— Begin THE DATA —

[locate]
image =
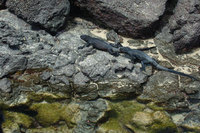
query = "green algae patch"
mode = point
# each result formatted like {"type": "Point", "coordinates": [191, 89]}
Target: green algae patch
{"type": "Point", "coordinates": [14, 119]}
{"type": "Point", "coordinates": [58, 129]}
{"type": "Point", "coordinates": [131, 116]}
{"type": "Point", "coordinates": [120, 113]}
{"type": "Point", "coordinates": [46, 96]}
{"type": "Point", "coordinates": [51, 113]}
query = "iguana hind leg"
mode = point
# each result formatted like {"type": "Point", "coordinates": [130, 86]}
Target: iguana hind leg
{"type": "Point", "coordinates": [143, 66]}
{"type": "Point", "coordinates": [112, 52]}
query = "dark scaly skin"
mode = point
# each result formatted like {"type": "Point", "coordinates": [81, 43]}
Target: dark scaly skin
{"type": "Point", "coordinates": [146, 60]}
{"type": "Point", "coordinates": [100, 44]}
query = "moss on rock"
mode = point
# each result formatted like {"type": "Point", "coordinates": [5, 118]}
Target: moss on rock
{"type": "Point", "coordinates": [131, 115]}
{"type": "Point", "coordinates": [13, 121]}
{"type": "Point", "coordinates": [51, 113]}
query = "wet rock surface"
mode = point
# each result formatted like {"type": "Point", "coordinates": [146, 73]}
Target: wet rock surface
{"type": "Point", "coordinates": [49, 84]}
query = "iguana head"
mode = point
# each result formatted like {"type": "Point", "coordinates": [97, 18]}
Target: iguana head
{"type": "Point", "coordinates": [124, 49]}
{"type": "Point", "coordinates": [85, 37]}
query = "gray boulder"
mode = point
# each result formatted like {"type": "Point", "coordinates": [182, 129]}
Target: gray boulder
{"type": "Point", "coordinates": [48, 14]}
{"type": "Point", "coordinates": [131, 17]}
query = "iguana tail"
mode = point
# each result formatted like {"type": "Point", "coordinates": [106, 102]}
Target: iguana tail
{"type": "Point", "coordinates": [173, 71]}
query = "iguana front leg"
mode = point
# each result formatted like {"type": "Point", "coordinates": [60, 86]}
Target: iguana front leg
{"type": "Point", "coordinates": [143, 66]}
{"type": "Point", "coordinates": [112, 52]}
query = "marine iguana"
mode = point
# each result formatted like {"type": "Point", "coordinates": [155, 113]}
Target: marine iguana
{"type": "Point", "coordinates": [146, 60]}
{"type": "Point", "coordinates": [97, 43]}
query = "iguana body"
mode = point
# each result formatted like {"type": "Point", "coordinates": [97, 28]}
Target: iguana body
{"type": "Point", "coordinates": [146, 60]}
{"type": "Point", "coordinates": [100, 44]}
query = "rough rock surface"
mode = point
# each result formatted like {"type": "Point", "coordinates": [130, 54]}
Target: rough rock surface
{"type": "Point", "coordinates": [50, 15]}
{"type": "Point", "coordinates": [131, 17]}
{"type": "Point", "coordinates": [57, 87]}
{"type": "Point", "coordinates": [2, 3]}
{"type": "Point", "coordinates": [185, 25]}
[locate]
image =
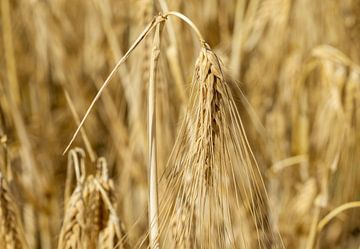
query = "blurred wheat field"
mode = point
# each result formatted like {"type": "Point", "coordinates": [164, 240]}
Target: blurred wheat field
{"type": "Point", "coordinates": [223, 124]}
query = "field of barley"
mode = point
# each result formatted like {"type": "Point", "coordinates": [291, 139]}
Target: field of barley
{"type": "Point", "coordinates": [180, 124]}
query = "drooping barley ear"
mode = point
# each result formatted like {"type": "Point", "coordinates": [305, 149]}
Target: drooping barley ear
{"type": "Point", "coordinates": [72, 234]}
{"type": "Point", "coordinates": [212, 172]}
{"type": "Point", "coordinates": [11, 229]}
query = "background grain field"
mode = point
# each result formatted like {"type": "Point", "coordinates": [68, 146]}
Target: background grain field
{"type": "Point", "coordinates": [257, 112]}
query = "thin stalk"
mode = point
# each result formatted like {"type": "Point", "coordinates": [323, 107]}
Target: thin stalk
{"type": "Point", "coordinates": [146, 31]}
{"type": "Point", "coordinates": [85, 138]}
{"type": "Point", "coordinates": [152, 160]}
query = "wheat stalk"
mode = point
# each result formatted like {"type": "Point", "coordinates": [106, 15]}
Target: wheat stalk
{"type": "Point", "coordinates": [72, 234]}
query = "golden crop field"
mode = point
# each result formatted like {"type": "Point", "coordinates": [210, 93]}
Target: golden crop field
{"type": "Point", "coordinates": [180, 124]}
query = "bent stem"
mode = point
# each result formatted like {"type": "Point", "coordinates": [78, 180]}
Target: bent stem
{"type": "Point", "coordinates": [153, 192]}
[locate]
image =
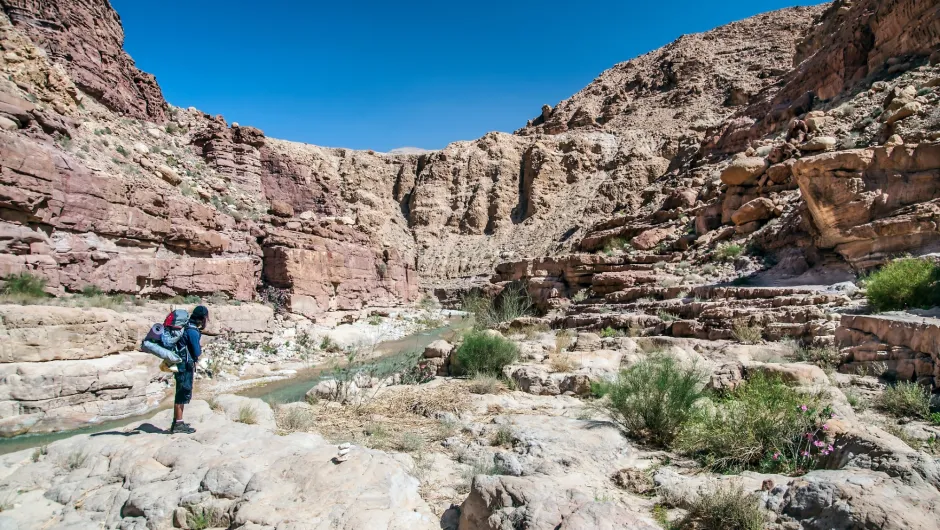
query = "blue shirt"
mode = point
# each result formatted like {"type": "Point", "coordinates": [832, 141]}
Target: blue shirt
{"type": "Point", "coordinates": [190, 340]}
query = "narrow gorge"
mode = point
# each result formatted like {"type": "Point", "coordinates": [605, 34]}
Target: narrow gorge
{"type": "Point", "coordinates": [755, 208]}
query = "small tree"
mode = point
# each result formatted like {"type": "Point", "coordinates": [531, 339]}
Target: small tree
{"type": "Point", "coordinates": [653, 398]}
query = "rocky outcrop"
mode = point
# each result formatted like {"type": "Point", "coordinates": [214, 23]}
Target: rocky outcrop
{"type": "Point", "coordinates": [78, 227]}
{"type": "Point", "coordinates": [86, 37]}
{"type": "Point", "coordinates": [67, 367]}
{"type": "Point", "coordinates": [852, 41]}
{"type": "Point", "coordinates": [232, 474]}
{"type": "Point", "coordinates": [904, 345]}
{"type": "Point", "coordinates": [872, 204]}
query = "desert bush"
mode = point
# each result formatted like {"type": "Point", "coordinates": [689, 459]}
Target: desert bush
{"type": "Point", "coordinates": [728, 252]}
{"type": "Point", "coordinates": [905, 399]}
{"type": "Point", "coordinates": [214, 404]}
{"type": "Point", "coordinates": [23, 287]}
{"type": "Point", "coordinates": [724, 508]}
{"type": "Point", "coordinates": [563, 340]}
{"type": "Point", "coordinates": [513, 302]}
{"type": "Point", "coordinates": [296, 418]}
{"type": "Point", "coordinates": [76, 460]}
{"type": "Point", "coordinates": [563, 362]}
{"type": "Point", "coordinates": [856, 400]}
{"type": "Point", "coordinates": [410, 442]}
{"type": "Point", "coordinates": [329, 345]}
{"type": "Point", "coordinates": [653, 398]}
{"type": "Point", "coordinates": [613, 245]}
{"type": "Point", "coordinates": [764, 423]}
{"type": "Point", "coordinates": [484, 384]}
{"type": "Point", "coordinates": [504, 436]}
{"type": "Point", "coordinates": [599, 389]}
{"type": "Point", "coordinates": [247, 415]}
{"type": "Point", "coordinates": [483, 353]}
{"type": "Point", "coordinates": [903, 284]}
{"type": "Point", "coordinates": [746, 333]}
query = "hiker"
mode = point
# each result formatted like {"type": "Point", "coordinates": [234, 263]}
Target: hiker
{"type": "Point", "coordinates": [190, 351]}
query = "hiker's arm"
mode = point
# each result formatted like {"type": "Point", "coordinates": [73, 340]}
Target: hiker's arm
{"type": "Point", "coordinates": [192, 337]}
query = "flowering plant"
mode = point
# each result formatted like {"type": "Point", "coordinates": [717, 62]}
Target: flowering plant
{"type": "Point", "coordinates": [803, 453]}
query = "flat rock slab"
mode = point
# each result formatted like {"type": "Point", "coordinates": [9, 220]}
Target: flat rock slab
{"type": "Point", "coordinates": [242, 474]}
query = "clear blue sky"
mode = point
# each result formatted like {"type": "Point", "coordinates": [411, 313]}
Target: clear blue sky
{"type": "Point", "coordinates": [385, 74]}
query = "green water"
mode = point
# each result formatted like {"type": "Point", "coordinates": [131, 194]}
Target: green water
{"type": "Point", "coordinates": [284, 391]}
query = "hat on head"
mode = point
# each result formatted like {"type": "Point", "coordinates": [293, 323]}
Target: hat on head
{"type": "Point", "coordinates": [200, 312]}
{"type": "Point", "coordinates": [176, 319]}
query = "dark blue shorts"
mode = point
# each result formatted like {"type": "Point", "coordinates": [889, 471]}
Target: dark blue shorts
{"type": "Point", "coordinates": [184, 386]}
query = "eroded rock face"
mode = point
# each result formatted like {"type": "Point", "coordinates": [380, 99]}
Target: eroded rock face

— End THE DATA —
— Begin THE DATA —

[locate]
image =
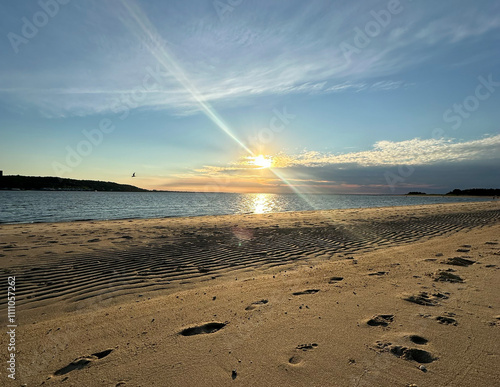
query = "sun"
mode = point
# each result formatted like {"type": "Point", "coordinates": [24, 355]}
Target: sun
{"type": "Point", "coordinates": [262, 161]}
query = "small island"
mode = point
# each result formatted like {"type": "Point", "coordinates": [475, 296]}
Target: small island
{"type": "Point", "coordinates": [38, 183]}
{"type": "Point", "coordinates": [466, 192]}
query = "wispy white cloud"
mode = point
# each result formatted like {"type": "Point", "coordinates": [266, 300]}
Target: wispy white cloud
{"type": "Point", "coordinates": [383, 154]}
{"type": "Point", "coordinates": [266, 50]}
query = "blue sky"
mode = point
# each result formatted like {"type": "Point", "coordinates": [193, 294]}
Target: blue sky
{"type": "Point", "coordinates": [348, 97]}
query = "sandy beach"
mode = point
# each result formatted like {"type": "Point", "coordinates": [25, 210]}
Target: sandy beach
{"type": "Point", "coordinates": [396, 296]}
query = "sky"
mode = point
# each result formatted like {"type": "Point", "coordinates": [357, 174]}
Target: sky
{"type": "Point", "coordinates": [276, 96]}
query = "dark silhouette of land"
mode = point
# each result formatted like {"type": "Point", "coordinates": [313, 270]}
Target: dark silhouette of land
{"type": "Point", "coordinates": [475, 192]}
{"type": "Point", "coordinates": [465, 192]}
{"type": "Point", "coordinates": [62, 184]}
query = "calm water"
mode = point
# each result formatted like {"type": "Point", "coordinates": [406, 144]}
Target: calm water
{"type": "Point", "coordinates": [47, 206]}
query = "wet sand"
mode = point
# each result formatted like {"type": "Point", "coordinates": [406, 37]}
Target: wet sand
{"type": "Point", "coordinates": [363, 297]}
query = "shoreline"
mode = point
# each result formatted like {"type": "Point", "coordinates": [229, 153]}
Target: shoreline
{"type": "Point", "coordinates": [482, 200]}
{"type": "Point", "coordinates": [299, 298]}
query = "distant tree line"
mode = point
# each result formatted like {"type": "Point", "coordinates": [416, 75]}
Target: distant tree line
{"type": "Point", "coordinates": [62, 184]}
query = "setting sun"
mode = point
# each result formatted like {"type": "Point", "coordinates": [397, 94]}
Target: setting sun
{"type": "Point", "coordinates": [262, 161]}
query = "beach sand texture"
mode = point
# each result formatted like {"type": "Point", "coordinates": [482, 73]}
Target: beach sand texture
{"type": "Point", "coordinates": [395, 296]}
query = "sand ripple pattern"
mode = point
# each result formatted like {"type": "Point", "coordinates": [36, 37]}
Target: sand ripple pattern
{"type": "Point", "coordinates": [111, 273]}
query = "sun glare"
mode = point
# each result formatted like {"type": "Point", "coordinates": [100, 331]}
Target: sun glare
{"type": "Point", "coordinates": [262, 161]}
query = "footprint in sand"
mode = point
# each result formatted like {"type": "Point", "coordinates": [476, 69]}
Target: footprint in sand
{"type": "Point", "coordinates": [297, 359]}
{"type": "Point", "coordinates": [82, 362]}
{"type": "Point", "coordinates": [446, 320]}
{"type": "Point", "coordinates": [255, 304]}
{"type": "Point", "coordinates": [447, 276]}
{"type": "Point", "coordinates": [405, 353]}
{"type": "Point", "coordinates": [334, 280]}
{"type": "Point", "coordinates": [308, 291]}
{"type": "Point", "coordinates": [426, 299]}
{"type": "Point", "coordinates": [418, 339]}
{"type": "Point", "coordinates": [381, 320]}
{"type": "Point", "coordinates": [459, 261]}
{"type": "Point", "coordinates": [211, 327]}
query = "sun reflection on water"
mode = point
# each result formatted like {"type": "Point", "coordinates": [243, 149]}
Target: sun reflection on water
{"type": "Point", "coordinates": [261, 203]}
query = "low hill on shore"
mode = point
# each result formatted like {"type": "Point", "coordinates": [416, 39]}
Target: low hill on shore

— End THE DATA —
— Begin THE DATA —

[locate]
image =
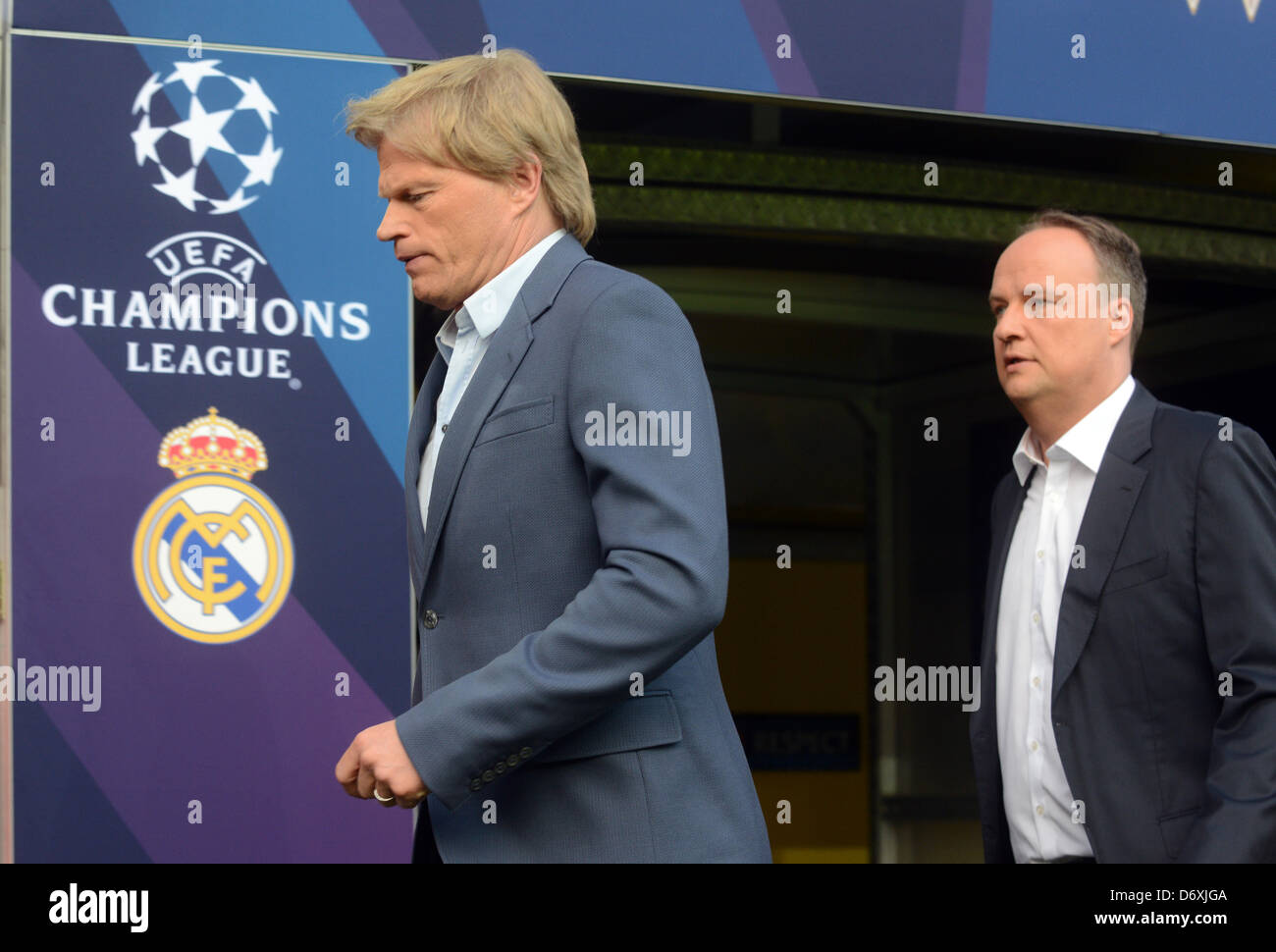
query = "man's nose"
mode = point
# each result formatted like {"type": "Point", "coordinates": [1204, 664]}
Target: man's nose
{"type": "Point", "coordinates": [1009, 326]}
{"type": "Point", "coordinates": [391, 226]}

— End THE DATA —

### EXERCISE
Find every line in the entries above that contains the word "island", and copy each of those lines in full. Case counts.

### IN RESPONSE
query = "small island"
Target: small island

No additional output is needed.